Très récemment, des quotidiens de notre Région ont (re)mis ce dossier à la "une" avec des titres provocateurs ("La finance, l’arme qui gâche la forêt", "Les forêts du Grand Est se vendent à la Chine").
Forêts Privées du Grand Est a souhaité vous présenter le sujet le plus objectivement possible, en donnant la parole à des présidents de syndicats et scieurs ayant des points de vue différents, reflets du contexte de leur département.
Les volumes considérés
Il est très difficile de faire correspondre les données des douanes des bois entrant en Chine et celles des bois exportés de France, d’autant que, pour le Nord et le Nord-Est de la France, l’export se fait souvent via les grands ports de Belgique. Pour la Lorraine, le niveau d’export des grumes chêne concernerait, ces dernières années, autour de 50 %, de la qualité industrielle, hors plots et merrains.
Source : ONF - 2016
Les prix
Il est incontestable que l’export participe, par l’augmentation de la demande, à la hausse sur les prix du chêne : pour les qualités moyennes et plus, le manque de matière à vendre provoque une tension jugée très dangereuse par les scieurs feuillus français ne faisant pas de négoce.
Les mesures conservatoires
Le Ministre LE FOLL avait répondu favorablement aux sollicitations de la FNB (*) en mettant en œuvre 2 mesures :
(*) FNB : Fédération Nationale du Bois
L’Aube est un département privilégié, "à part" diront certains. Avec environ 15 scieries de chêne, certaines de tout premier plan, elle bénéficie d’un tissu de première transformation de haut vol.
Mais ses forêts et ses crus de chêne sont aussi convoités par les scieries des départements voisins, et même du centre de la France.
Grâce à cet exceptionnel contexte, les organismes professionnels organisent depuis 1968 des ventes en bloc et sur pied par appel d’offres qui ne manquent pas de donner satisfaction aux vendeurs.

* **Entrées affichées**
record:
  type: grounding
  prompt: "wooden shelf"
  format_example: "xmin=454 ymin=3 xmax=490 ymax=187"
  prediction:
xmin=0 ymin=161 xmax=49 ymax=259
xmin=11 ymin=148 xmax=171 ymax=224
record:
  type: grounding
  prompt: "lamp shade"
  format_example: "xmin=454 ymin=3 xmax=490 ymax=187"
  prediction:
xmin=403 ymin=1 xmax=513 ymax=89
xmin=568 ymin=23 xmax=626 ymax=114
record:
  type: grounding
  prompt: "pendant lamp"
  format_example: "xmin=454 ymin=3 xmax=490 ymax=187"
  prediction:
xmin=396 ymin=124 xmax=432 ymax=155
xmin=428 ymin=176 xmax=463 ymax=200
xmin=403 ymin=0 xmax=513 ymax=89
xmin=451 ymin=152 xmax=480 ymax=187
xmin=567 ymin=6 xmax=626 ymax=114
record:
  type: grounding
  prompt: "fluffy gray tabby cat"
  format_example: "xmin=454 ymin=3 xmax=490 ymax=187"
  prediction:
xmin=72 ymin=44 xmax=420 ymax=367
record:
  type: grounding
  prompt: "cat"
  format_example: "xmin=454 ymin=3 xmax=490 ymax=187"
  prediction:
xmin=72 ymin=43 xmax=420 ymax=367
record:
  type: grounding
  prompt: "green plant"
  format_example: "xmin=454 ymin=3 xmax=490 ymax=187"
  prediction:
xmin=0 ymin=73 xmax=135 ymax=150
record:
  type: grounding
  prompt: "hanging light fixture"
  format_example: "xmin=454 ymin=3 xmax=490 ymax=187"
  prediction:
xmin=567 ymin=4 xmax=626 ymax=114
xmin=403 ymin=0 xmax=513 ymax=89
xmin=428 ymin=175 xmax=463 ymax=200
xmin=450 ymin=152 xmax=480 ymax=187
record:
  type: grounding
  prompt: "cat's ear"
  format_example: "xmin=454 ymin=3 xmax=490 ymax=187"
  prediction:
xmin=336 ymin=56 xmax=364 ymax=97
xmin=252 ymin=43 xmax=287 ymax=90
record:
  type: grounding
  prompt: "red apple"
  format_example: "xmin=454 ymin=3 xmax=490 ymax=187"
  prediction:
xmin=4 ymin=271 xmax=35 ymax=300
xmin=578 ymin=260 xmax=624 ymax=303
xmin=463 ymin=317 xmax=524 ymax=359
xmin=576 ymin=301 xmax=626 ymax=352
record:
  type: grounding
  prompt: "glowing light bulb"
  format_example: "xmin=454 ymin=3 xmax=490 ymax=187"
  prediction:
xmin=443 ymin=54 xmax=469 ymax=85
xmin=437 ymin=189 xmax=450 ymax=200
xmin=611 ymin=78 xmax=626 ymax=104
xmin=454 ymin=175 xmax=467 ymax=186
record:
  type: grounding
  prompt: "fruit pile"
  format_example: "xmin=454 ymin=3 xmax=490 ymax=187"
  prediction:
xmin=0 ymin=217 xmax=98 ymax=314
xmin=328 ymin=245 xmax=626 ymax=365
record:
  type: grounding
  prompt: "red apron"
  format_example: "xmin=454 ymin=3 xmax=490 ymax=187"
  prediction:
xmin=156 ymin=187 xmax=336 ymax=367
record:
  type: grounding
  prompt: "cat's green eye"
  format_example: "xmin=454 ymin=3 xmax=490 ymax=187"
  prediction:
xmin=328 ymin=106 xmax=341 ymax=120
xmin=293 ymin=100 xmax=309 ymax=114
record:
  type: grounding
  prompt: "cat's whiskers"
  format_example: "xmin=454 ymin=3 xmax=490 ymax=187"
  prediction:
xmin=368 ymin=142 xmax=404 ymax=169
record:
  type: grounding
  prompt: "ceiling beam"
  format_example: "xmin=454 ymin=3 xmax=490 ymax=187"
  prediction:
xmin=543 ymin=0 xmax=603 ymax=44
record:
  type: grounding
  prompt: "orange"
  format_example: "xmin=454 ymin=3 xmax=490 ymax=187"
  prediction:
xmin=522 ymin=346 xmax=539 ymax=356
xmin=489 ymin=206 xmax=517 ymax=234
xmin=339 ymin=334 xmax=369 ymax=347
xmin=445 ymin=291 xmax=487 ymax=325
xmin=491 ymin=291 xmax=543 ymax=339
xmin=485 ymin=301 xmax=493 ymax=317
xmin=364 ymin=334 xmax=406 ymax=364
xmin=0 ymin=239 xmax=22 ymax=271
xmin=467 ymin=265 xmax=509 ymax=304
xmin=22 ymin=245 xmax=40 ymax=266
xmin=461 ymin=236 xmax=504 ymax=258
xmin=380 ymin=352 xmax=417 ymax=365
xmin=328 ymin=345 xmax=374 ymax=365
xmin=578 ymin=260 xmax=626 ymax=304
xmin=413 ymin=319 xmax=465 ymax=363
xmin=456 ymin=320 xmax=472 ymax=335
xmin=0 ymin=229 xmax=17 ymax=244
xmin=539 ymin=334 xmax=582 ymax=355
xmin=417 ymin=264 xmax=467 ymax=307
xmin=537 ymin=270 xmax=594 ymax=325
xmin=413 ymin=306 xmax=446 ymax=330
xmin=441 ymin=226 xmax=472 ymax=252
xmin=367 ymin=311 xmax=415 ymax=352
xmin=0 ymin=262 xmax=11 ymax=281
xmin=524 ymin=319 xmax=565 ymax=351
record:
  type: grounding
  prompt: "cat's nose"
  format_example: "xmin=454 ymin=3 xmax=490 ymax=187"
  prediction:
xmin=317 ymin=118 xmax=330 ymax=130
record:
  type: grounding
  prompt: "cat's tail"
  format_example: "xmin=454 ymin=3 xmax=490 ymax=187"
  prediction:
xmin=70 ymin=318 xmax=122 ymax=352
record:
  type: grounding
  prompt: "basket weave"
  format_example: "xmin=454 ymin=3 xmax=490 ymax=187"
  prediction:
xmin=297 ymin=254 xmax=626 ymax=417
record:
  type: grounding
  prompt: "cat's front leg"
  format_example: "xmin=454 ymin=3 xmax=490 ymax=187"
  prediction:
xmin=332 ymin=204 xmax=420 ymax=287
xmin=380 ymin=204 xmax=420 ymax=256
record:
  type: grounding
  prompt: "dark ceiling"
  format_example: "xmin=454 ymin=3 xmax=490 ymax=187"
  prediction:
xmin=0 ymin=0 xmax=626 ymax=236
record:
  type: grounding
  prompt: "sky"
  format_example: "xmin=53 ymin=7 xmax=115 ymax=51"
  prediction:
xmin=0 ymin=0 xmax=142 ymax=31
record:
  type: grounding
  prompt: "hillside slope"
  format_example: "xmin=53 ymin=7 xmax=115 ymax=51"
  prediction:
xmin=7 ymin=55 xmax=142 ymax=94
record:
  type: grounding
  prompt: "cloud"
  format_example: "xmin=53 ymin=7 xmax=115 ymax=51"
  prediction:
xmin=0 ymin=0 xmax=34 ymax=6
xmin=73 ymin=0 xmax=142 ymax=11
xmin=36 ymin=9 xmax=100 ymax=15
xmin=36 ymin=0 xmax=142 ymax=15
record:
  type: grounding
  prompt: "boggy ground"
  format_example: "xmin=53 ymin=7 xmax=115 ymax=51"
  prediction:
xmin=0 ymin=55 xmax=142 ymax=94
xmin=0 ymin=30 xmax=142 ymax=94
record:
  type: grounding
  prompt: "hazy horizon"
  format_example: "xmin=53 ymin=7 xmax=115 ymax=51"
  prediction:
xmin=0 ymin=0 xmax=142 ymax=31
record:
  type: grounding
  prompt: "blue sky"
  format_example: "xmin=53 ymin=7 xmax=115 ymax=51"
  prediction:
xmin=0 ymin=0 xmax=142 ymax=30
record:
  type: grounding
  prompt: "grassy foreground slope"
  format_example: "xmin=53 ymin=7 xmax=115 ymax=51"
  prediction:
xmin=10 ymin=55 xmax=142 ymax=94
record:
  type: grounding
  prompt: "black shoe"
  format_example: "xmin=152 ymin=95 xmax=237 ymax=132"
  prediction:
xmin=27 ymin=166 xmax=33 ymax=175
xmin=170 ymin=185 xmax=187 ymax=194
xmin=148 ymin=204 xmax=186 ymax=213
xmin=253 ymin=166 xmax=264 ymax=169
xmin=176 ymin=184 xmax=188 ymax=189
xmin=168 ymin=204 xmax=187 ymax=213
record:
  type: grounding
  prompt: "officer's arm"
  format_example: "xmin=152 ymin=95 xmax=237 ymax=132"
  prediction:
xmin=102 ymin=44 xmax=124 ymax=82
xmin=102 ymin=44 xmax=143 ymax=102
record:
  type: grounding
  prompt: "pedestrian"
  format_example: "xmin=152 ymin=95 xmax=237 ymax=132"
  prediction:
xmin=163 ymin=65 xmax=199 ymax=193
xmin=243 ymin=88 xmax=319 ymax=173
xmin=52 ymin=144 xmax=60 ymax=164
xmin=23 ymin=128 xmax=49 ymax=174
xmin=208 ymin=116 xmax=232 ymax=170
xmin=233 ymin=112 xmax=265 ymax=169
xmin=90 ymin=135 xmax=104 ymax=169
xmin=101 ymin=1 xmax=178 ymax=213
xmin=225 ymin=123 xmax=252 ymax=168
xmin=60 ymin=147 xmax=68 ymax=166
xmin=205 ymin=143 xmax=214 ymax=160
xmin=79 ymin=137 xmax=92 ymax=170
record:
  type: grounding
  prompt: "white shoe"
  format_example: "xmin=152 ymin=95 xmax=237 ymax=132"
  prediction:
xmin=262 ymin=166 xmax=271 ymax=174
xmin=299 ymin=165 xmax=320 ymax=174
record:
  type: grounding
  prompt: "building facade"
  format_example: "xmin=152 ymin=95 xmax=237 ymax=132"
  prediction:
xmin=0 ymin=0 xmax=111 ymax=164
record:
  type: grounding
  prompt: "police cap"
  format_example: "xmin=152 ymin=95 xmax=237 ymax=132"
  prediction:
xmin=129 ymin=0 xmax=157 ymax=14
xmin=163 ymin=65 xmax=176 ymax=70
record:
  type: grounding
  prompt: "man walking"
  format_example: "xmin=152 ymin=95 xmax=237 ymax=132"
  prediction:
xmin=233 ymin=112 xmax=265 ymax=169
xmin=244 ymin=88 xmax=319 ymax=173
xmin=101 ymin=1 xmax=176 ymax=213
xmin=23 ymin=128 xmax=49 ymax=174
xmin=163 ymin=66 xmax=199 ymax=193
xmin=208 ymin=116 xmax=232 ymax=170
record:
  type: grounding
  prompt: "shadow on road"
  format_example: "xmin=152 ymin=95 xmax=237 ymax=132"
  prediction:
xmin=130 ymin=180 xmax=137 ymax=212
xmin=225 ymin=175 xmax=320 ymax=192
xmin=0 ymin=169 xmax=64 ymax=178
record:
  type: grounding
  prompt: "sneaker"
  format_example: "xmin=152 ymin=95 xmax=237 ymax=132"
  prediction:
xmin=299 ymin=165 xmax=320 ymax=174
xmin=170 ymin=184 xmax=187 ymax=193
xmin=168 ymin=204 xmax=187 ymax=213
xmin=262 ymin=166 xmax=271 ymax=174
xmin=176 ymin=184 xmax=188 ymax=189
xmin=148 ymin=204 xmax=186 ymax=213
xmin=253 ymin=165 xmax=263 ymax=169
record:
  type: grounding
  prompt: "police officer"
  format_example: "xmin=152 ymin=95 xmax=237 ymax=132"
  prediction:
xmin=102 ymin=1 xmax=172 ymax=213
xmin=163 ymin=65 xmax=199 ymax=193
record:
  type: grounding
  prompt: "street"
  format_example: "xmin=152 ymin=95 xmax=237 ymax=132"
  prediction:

* **Consignes de l'exercice**
#1 Recopiez fidèlement le passage du texte sur l'export du chêne qui s'ouvre sur les mots contenant « Forêts Privées du » et se referme sur « plots et merrains. ».
#2 Rédigez la suite du texte sur l'export du chêne, en reprenant après sa dernière phrase.

* **Réponses dans l'ordre**
#1
Forêts Privées du Grand Est a souhaité vous présenter le sujet le plus objectivement possible, en donnant la parole à des présidents de syndicats et scieurs ayant des points de vue différents, reflets du contexte de leur département.
Les volumes considérés
Il est très difficile de faire correspondre les données des douanes des bois entrant en Chine et celles des bois exportés de France, d’autant que, pour le Nord et le Nord-Est de la France, l’export se fait souvent via les grands ports de Belgique. Pour la Lorraine, le niveau d’export des grumes chêne concernerait, ces dernières années, autour de 50 %, de la qualité industrielle, hors plots et merrains.

#2
Le grand nombre d’interlocuteurs écarte d’emblée les risques de collusion que l’on peut redouter dans certains départements où les rangs des acheteurs se sont éclaircis.
Des questions se posent bien sûr: vendre des bois sur pied avec un volume estimé n’expose-t-il pas à des rabais ? Les quelques mètres qui pourraient être omis représentent des faibles volumes et qualités médiocres. Mais surtout, un acheteur qui tendrait à faire son offre sur un volume minimisé aurait-il une quelconque chance de remporter un appel d’offres ?
Reste à savoir si de larges appels d’offres, féroces, ne fragilisent pas les scieries locales : à en juger par la prospérité des scieries en règle générale les effets insidieux restent limités. Le Syndicat et le Groupement Champenois restent attachés à ce type de vente, en retenant qu’on ne peut demander à nos scieurs de scier le moins bon pour les priver des parties les plus nobles des grumes.
Et surtout, 80 % des achats sont opérés par des scieurs locaux, ce qui inscrit la vente en bloc et sur pied dans un circuit court et vertueux.
Président du Syndicat FP57, et acheteur pour une scierie-parqueterie de chêne, j’ai une large vision du fonctionnement de notre filière.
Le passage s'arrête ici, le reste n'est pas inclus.